While many throughout Washington state are excited about pandemic restrictions coming to an end this weekend, Seattle’s luchador community says they’re struggling to come to grips with what the lifted mask mandate means for their secret identities and colorful zoomorphic masks.

“In addition to giving me superpower suplex powers, masks also protect my secret identity as an accountant for Deloitte & Touche,” said local luchador El Avispón Asesino. “And, if you ask me, we’re all safer when we’re walking around wearing a colorful mask that makes you look like a playful murder hornet that could festively body-slam you at any moment.”

Many bystanders watching the luchadors protest the lifted mask mandate in Olympia today said they took their message to heart.

“I mean, I think they’re right. Do you know how much I look like Kitana from Mortal Kombat when I wear my mask? I look pretty hot honestly, and I’m not sure I’m ready to give that up,” said Natalie Ruiz. “I also don’t think I’m ready to see everyone’s whole face again – that’s scary enough on its own.”

Meanwhile, anti-maskers say they will demand luchadors finally remove their masks or they’ll ask Florida Gov. Ron DeSantis to fly over and shame them personally.

“Last I heard, you can still bring a folding chair with you wherever you want, no mask necesssary,” said local anti-masker Sharon Reilly. “When does it end? The masks, the capes, the boots and the singlets have to come off at some point.”

At press time, the Seattle luchador community’s anti-mask-lifting coalition had already doubled thanks to the unequivocal support of Seattle’s local furry and BDSM communities.

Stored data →

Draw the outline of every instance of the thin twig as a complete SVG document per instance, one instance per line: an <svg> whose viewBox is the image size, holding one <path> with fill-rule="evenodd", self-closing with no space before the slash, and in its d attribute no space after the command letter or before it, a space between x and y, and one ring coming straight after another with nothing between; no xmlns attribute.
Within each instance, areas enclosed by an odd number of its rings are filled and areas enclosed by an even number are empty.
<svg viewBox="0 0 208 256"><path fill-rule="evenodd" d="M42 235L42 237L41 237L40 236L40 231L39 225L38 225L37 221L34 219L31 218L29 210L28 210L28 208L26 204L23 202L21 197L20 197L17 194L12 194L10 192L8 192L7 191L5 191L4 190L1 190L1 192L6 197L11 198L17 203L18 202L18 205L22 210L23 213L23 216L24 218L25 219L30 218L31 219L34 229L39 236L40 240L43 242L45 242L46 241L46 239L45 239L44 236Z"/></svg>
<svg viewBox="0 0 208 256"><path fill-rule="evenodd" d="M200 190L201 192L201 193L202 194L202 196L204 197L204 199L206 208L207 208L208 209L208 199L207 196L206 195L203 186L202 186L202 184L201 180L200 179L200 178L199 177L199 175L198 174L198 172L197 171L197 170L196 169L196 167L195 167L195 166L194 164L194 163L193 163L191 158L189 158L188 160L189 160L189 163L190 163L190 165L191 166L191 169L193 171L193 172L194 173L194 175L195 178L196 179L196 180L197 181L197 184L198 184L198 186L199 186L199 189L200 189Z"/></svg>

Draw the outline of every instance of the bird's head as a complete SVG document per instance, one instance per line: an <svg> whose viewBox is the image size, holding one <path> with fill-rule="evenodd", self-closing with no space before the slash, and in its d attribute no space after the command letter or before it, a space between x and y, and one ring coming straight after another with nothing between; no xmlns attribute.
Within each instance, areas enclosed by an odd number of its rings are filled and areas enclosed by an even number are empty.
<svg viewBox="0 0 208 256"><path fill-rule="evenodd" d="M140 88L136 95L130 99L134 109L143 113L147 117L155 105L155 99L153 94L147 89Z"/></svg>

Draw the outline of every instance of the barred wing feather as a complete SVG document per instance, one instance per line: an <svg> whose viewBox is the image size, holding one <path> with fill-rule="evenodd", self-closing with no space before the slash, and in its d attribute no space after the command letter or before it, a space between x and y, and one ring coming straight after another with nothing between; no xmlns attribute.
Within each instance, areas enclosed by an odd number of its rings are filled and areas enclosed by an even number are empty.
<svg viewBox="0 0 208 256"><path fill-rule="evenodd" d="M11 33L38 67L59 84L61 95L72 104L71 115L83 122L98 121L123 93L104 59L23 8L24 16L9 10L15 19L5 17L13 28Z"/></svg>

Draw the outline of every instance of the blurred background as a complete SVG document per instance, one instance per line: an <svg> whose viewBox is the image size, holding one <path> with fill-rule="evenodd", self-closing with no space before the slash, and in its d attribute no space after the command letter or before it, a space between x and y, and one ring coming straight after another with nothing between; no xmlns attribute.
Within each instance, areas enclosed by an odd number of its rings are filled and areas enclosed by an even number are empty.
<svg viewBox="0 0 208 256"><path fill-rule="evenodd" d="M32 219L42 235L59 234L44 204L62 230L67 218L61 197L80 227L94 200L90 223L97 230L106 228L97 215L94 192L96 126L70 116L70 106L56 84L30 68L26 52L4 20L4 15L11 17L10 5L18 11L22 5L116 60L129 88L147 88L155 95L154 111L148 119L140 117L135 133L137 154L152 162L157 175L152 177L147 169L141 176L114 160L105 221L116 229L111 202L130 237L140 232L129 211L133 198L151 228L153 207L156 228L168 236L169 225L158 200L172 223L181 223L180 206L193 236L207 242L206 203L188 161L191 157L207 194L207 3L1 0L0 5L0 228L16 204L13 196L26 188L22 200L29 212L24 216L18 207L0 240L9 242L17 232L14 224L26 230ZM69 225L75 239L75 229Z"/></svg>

Exercise 1 → In the article about Seattle's luchadors, what job does El Avispón Asesino say his mask keeps secret?
Exercise 2 → Using the article about Seattle's luchadors, explain why Natalie Ruiz is not ready to stop wearing her mask.
The entries above have no connection to the article about Seattle's luchadors.

Your response 1 → He is an accountant for Deloitte & Touche.

Your response 2 → She says her mask makes her look like Kitana from Mortal Kombat and that she looks "pretty hot" in it. She also isn't ready to see everyone's whole face again, which she calls scary enough on its own.